• **What the task requires**
Write out the material below unchanged, from the line containing "Inspect the UI capture above and highlight the asphalt" through the final line, with nothing added or left out.
----------------
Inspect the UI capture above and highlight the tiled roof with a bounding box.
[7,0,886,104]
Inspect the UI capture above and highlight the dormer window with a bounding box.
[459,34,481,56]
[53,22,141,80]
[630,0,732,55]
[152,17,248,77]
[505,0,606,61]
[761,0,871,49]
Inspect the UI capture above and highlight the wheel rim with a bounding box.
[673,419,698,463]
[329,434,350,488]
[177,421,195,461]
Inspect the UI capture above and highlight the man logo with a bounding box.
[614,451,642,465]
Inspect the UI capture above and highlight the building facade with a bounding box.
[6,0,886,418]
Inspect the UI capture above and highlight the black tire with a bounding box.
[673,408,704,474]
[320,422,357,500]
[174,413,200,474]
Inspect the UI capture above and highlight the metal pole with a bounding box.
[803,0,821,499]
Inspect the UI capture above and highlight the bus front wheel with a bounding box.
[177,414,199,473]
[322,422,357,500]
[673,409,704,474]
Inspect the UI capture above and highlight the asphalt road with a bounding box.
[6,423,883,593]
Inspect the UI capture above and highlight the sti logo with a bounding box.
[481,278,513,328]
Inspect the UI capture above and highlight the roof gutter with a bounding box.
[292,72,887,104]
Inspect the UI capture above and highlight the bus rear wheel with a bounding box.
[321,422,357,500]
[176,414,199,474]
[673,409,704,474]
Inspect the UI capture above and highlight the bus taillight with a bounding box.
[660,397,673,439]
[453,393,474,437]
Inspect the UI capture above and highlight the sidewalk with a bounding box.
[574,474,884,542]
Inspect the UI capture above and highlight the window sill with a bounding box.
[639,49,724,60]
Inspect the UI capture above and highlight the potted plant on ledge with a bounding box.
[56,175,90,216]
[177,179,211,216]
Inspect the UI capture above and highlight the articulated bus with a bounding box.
----------------
• **Full solution**
Inspect the UI capture above and highlight the asphalt road with a bounding box.
[6,423,883,593]
Inspect the UI capture above and highlight the sti logo with a bounding box.
[481,278,513,328]
Inspect the UI capture above and highlight the roof gutter with a bounding box.
[292,72,887,104]
Inspect the UI capture above and highlight the bus rear wheel with a bounding box.
[321,422,357,500]
[176,414,199,474]
[673,409,704,474]
Inspect the UI capture above and highlight the bus taillight with a bounding box.
[660,397,673,439]
[453,393,474,437]
Inspect the UI capture above and highlight the sidewalk with a bounding box.
[574,474,884,542]
Inspect the UI capture above and highlight the window sill with a bounding box.
[639,49,724,60]
Inspect the UI capture above and highlight the potted plant on ledge with a bounding box.
[56,175,90,216]
[177,179,211,216]
Inspect the UI capture above and highlight the articulated bus with a bounding box.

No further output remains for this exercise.